### INSTRUCTIONS FOR THE TASK
What lines in the data hold the string "scattered"? Show them.

Dataset entries

++++++++++

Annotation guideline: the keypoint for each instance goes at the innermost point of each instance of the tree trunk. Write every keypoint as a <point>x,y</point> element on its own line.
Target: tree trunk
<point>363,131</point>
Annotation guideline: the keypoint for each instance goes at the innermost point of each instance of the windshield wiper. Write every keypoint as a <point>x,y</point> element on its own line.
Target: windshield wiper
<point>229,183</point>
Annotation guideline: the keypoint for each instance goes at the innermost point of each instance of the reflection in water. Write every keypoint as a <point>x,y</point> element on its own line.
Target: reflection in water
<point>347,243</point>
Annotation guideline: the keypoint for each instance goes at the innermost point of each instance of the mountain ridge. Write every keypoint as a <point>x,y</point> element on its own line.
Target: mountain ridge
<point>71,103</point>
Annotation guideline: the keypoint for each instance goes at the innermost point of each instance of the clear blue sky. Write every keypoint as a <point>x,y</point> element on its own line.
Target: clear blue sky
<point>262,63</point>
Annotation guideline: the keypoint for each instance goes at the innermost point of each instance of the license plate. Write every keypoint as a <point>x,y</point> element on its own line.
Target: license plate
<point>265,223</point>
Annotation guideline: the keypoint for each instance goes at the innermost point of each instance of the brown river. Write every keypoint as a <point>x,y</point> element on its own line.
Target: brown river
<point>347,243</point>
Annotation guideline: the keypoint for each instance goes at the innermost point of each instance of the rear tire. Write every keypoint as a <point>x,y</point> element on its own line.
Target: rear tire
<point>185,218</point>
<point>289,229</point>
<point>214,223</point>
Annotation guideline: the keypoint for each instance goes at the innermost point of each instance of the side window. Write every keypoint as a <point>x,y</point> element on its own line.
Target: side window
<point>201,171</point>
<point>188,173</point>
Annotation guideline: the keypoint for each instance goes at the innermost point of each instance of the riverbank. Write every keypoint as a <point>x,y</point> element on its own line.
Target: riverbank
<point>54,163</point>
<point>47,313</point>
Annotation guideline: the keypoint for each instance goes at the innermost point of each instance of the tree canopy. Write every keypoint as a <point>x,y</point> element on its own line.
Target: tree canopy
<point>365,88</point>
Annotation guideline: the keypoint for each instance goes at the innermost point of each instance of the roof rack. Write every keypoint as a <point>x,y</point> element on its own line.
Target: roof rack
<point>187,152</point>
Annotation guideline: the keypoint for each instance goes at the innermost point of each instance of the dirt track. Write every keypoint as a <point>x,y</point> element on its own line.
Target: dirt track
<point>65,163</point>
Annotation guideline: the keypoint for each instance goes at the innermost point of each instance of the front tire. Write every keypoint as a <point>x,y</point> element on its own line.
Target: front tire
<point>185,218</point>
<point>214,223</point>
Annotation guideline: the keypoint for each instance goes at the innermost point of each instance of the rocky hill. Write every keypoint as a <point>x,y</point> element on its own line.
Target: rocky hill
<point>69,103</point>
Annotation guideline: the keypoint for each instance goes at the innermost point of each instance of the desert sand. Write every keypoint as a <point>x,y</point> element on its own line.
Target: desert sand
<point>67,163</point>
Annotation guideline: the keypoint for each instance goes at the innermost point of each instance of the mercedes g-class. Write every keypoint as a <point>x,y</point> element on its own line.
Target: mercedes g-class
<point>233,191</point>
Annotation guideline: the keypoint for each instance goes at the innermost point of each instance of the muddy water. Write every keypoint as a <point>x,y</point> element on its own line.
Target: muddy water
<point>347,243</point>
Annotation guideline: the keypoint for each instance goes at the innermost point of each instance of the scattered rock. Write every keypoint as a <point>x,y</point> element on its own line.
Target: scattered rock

++++++++++

### YOUR SOLUTION
Annotation guideline: the keypoint for each instance goes at the innermost point of each instance of the scattered rock. Write every keypoint as a <point>x,y</point> element on its own line.
Target: scattered rock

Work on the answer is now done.